Requirement: Return the data below exactly, but only from the line containing "Target: endesa sign" through the line containing "Could you kindly tag the microphone body", with both of those lines included.
-=-=-=-=-
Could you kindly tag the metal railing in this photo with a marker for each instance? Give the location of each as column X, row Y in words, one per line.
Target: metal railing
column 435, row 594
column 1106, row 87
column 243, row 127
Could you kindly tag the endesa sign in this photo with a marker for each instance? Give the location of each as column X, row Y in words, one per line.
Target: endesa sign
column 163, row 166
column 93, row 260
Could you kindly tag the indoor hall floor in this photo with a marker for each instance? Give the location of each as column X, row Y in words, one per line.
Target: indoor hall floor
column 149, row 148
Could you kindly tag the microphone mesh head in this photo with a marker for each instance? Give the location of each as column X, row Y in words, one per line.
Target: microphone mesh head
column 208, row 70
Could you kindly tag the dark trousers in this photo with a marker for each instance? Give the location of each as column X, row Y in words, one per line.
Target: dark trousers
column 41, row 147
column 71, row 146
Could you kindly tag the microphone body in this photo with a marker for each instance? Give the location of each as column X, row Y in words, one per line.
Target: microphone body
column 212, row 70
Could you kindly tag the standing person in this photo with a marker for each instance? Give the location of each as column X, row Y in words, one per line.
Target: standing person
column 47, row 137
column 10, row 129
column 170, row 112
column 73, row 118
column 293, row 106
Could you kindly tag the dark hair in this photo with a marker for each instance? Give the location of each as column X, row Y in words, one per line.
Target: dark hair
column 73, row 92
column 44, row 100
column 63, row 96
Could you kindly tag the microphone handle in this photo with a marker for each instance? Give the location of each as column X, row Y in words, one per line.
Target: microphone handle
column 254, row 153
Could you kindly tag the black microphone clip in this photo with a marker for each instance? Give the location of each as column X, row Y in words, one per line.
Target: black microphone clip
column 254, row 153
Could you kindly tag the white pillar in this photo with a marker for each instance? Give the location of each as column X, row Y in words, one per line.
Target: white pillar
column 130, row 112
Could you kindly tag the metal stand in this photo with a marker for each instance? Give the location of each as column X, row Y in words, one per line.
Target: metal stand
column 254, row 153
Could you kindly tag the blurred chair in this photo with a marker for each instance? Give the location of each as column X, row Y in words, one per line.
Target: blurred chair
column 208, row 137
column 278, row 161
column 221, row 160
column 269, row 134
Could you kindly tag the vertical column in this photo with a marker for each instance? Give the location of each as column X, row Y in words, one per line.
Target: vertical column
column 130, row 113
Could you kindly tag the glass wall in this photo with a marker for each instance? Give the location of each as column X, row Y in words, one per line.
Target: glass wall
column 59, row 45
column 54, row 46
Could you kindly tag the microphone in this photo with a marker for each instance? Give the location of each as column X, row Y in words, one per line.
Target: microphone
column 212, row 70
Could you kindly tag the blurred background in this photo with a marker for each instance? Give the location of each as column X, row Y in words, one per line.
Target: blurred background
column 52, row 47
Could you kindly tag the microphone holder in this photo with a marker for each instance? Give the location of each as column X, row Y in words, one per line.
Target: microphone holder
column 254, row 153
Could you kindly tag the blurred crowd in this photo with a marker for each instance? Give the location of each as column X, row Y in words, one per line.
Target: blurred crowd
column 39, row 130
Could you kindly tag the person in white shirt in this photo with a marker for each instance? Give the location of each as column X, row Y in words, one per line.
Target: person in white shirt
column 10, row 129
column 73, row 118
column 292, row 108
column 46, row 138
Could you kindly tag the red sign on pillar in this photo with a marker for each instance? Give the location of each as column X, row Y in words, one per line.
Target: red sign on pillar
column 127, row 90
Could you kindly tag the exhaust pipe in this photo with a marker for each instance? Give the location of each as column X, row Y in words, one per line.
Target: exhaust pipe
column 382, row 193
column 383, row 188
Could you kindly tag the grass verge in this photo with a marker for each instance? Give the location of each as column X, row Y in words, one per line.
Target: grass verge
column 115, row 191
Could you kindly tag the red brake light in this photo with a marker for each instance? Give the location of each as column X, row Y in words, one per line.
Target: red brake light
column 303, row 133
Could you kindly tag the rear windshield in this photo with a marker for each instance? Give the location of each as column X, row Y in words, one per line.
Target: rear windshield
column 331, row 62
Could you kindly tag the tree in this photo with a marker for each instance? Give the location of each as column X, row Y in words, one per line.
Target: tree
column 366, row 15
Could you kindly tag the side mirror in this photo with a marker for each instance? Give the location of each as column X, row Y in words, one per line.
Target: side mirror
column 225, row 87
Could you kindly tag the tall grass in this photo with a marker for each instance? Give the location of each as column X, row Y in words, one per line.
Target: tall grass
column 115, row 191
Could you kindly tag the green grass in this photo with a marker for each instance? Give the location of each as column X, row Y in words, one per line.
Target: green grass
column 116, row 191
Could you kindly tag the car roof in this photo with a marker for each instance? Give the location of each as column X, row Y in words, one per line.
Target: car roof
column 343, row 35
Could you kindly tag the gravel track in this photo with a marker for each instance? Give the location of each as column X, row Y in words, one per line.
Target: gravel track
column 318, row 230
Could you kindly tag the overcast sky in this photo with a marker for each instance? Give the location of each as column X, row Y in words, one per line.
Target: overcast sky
-=-=-=-=-
Task answer:
Target: endesa sign
column 163, row 166
column 93, row 260
Could you kindly tag the indoor hall floor in this photo with a marker for each instance? Give the location of each as column X, row Y in words, one per line.
Target: indoor hall floor
column 149, row 148
Could you kindly tag the microphone mesh head in this photo with a marker for each instance? Give the location of each as column X, row Y in words, one per line.
Target: microphone mesh head
column 208, row 70
Could you kindly tag the dark trousers in this photo with a marker for each instance? Give the location of each as column X, row Y in words, one per line.
Target: dark trousers
column 41, row 147
column 71, row 146
Could you kindly tag the microphone body in this photo with a marker for each instance? Give the location of each as column X, row Y in words, one per line.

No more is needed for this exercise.